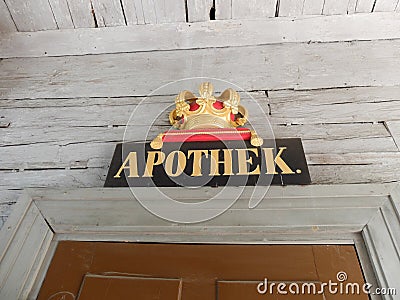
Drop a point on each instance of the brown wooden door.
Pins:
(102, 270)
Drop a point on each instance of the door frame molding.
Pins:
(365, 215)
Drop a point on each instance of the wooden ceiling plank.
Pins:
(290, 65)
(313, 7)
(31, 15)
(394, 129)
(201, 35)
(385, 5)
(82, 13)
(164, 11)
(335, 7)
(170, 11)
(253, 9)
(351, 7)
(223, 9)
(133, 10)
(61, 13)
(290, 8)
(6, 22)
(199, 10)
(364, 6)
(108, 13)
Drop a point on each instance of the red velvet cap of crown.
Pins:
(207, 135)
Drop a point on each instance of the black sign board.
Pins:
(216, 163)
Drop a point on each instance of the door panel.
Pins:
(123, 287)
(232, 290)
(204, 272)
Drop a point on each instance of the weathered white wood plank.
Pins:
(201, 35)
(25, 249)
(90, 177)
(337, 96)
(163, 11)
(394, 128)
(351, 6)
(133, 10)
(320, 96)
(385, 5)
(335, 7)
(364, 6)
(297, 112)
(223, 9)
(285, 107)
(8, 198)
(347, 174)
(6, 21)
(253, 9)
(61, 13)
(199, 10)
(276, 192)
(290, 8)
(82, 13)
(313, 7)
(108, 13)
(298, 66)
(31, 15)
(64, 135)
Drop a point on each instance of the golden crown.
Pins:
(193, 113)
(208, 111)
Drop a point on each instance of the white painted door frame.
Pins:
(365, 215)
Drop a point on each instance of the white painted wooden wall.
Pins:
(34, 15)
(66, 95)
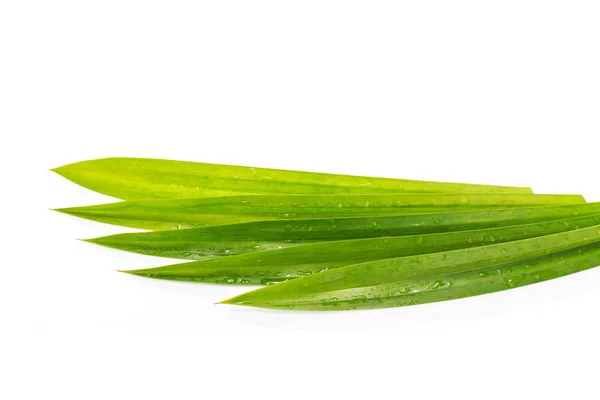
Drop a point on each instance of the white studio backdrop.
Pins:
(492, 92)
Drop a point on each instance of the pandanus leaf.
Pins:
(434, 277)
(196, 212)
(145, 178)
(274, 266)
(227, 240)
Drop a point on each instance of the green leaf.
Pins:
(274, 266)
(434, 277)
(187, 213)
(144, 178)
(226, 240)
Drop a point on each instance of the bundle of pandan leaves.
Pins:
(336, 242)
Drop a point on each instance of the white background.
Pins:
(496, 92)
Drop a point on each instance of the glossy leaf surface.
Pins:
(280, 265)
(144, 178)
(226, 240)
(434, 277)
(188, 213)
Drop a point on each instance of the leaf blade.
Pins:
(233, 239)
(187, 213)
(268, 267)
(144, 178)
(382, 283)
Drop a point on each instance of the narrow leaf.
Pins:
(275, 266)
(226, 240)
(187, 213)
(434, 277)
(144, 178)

### Task to carry out
Everything in the records above should come back word for word, except the pictures.

### Response box
Drop a point on each instance of the brown wooden door.
Pins:
(102, 270)
Drop a point on each instance of the door frame molding.
Pins:
(365, 215)
Drop a point on each instance of the wooden ceiling plank.
Pins:
(290, 65)
(313, 7)
(31, 15)
(394, 129)
(201, 35)
(385, 5)
(82, 13)
(164, 11)
(335, 7)
(170, 11)
(253, 9)
(351, 7)
(223, 9)
(133, 10)
(61, 13)
(290, 8)
(6, 22)
(199, 10)
(364, 6)
(108, 13)
Drop a point on each instance of the red velvet cap of crown.
Pins:
(207, 135)
Drop a point on each instance of the black sign board.
Pins:
(216, 163)
Drop a point on each instance of the door panel.
Pins:
(123, 287)
(232, 290)
(204, 272)
Drop a point on each instance of the weathered white wood plank.
Pins:
(201, 35)
(25, 249)
(90, 177)
(337, 96)
(163, 11)
(394, 128)
(351, 6)
(133, 10)
(320, 96)
(385, 5)
(335, 7)
(364, 6)
(297, 112)
(223, 9)
(285, 107)
(8, 198)
(347, 174)
(6, 21)
(253, 9)
(61, 13)
(199, 10)
(276, 192)
(290, 8)
(82, 13)
(313, 7)
(108, 13)
(298, 66)
(31, 15)
(64, 135)
Drop a point on each instance of the golden crown.
Pins:
(193, 113)
(208, 111)
Drop a point on each instance of the white painted door frame.
Pins:
(365, 215)
Drop a point on each instance of the white painted wooden wall.
Pins:
(34, 15)
(66, 95)
Drop a point on each instance of the white studio backdrop.
Pins:
(492, 92)
Drop a point on each instance of the pandanus leaf.
Pins:
(434, 277)
(196, 212)
(145, 178)
(274, 266)
(227, 240)
Drop a point on each instance of the green leaf.
Pins:
(274, 266)
(434, 277)
(187, 213)
(144, 178)
(226, 240)
Drop a point on each instance of the bundle of pandan leaves.
Pins:
(336, 242)
Drop a point on each instance of the white background.
Pins:
(496, 92)
Drop a point on each instance of the glossy leaf surface.
Pins:
(280, 265)
(144, 178)
(226, 240)
(434, 277)
(188, 213)
Drop a point on each instance of the leaf blade.
Pins:
(233, 239)
(187, 213)
(268, 267)
(144, 178)
(382, 283)
Drop a point on each instance of the narrow leaf.
Pins:
(275, 266)
(226, 240)
(187, 213)
(434, 277)
(144, 178)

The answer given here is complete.